TASK GOAL:
In the blog post about the New Zealand holiday, how long does the writer say they spent in New Zealand?

PAGE:
Sorry for the blackout, I’ve been feeling the earth move

I must apologise for my absence. For the past four weeks I have been in New Zealand. It was a holiday-of-a-lifetime sort of thing. I had always wanted to go. And I was in such a workaholic frenzy in the run-up, trying to leave everything neat and tidy in UKR, that I ran out of the time needed to post an explanatory blog. That’s my excuse and I am sticking to it. Of course the real reason is that I was a bit queasy about admitting to anyone that I was taking a whole month off. I was embarrassed, I guess. I don’t know why. I HAD earned it.

Well… I sure needed a holiday. Between my government stuff and UKR, I haven’t really switched off for about three years. And through a weird combination of (in small part) my work being in something of a transition – UKR may have some big things to announce, but not until the New Year, and we are still not enough of a corporate to run to a “help desk” – and (in much larger part) my total technological ineptitude, I swanned off to the other side of the world without any arrangements for access to e-mail. Blimey, I was so disempowered I couldn’t even get my PC to accept my “out of office” notification before I went!

Once out there, and decompressing, I found I could (just about) receive and make calls on my mobile (although the time difference totally fazed me), but my voicemail was wholly unreliable, and I couldn’t get any texts or e-mails or tweets. At all. So this was cold turkey. Naturally I spent the first few days fretting about this lack of contact and trying to remedy it remotely (needless to say, entirely ineffectually) before I just relented and relaxed into having a holiday, eating and drinking and seeing wonderful things. And sleeping (oh the joy of decent sleep).

DATASET ROWS:
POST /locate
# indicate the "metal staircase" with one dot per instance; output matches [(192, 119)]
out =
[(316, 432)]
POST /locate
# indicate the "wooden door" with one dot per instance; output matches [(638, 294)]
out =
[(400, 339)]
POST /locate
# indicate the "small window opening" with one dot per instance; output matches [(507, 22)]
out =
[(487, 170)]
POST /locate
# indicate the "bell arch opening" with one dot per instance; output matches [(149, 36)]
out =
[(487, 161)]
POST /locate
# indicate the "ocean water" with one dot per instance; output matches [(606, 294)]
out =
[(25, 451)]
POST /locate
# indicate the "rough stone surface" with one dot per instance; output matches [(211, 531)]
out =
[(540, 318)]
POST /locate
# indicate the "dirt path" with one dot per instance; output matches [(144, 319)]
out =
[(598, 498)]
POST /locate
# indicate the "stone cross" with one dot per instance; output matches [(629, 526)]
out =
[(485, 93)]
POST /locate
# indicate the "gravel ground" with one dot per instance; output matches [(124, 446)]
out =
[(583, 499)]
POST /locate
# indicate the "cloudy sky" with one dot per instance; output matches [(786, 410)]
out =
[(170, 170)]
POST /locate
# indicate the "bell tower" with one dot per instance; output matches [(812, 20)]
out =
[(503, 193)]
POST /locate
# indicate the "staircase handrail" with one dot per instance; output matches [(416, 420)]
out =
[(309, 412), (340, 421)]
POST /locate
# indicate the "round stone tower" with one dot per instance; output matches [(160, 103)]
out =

FINISHED EXERCISE:
Four weeks.